====== EXCERPT ======

Posted by shirleycurran on 17 May 2013

LaureateNumpties were travelling again with only pencil and paper (and an  iPhone with Bradford and Chambers but no Internet access) I’ve commented before that I truly admire the setters and solvers who can complete a Listener crossword with only pencil and paper. We were fine this time until the end game, when with a full grid and even a name that almost resolved itself from those eight letters, and a sneaking suspicion that a familiar character was appearing at 10d, we were flummoxed.

We don’t have access to a library either so what did Julia Donaldson write in addition to The Gruffalo? We’ll have to pay a visit to Waterstones tomorrow to find out. (Well, we’d be doing that anyway!)

Solving went relatively well from our earliest solutions, ‘Didn’t have hot drinks too regularly (5)’ (H[ot]D[ri]N[ks]T[oo]), ‘It detects light element coated in radium (6)’ (RTINA) establishing Wasp, along the way, as a confirmed member of the Listener tipplers’ club with his preference for cold drinks and ‘Not quite last beer drunk? That’s not permanent (8)’ LAS BEER* giving ERASBLE).

We were perhaps lucky in spotting solutions to the longer words. After all, these were generous clues. I am almost relieved when the number of clues is small (only 36 in this case as so many lights were unclued). That seems to mean that the clues will be relatively straightforward as the compiler has to allow his solvers some sort of handle to grasp. The anagrams ‘Gym class tweet confused American bird (8)’ PE + TWEET* giving PEETWET, ‘Cut from stone on wreck somehow (8)’ ON WRECK* giving ROCKEWN, and ‘After big game, one is running north line (10) NORTH LINE* LIONHUNTER almost peopled our grid and we were left with just a few problems.

======

USING THE INFORMATION:
1. According to the crossword post, how many clues did the puzzle have?
2. Extract the passage of the crossword post between "LaureateNumpties were travelling" and "we were flummoxed.", inclusive.
3. Continue the crossword post from its last sentence.
The listing that comes next has nothing to do with the crossword post.

====== DATASET SECTION ======

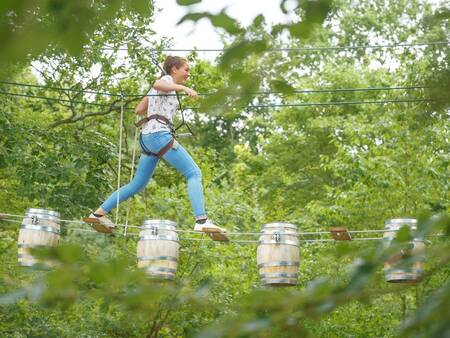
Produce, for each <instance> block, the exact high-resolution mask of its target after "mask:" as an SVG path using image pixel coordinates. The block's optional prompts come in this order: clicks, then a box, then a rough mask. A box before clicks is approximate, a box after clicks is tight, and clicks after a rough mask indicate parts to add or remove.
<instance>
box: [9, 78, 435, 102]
mask: <svg viewBox="0 0 450 338" xmlns="http://www.w3.org/2000/svg"><path fill="white" fill-rule="evenodd" d="M0 83H3V84H7V85H11V86H18V87H33V88H40V89H45V90H48V89H51V90H57V91H76V92H78V93H86V94H99V95H105V96H115V97H120V95H121V94H116V93H108V92H99V91H92V90H75V89H72V88H57V87H48V86H45V85H31V84H26V83H20V82H8V81H0ZM427 88H431V87H429V86H424V85H417V86H391V87H366V88H329V89H293V90H290V91H289V92H283V91H274V90H266V91H254V92H233V91H229V92H225V93H224V95H225V96H246V95H271V94H286V95H288V94H315V93H346V92H366V91H367V92H369V91H391V90H407V91H408V90H418V89H427ZM217 93H219V92H218V91H215V92H209V93H198V95H199V96H212V95H216V94H217ZM178 95H180V96H187V94H184V93H179V94H178ZM123 96H124V97H135V98H136V99H137V98H141V97H143V96H176V94H148V93H145V94H123ZM69 101H70V100H69Z"/></svg>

======

RESULTS OF THE TASKS:
1. It had only 36 clues, because so many lights were unclued.

2.
LaureateNumpties were travelling again with only pencil and paper (and an  iPhone with Bradford and Chambers but no Internet access) I’ve commented before that I truly admire the setters and solvers who can complete a Listener crossword with only pencil and paper. We were fine this time until the end game, when with a full grid and even a name that almost resolved itself from those eight letters, and a sneaking suspicion that a familiar character was appearing at 10d, we were flummoxed.

3.
‘Sloane possibly rebuffed in outskirts of Reigate — crazy (7)’ looked like an anagram with that deceptive ‘crazy’ but we smiled when we realized that the Sloane YAH was being rebuffed and ‘crazy’ was the definition for HAYWIRE (entered as HAYIRE).

Even the extra letters, that had now almost completely appeared, were generous. The two Qs and the Z gave the hints we needed and ‘ENTERED WITH A SQUASH AND A SQUEEZE’ rang a memory bell, especially as we had a peculiar unclued light that could spell GUFFAW but seemed far more likely to give us GRUFFALO, a familiar couple of Julia Donaldson titles.

We were left with a dilemma. We found the other titles, MONKEY PUZZLE, ROOM ON THE BROOM, STICK MAN, TIDDLER and THE SNAIL AND THE WHALE but the preamble seemed to be telling us that, of those double letters that were clearly needed in sixteen squares, the ultimate (presumably the second) should be entered to anagram to ANT, BAT, ZOOPHILOUS. We did that but it didn’t quite make sense since that left us with only eight letters of SCHEFFLER, the illustrator (Yes, we had some Waterstones‘ help now and had made his name out of RFFECLH and a putative S) but we needed another E.

Laureate 001We had assumed that the instruction to enter the thematic unclued  entries ‘with a squash and a squeeze’ meant that, like the other entries, letters were to be squeezed out, but clearly not! In order to produce that extra E in the circle in THE SNAIL AND THE WHALE, we would have to squash and squeeze the extra letters in – so that’s what we did. Is this dilemma going to lead solvers astray (has it led us astray?) and are we in the throes of another KOHb crisis? We’ll find out in three weeks’ time, won’t we!

Thank you Wasp for an entertaining work out.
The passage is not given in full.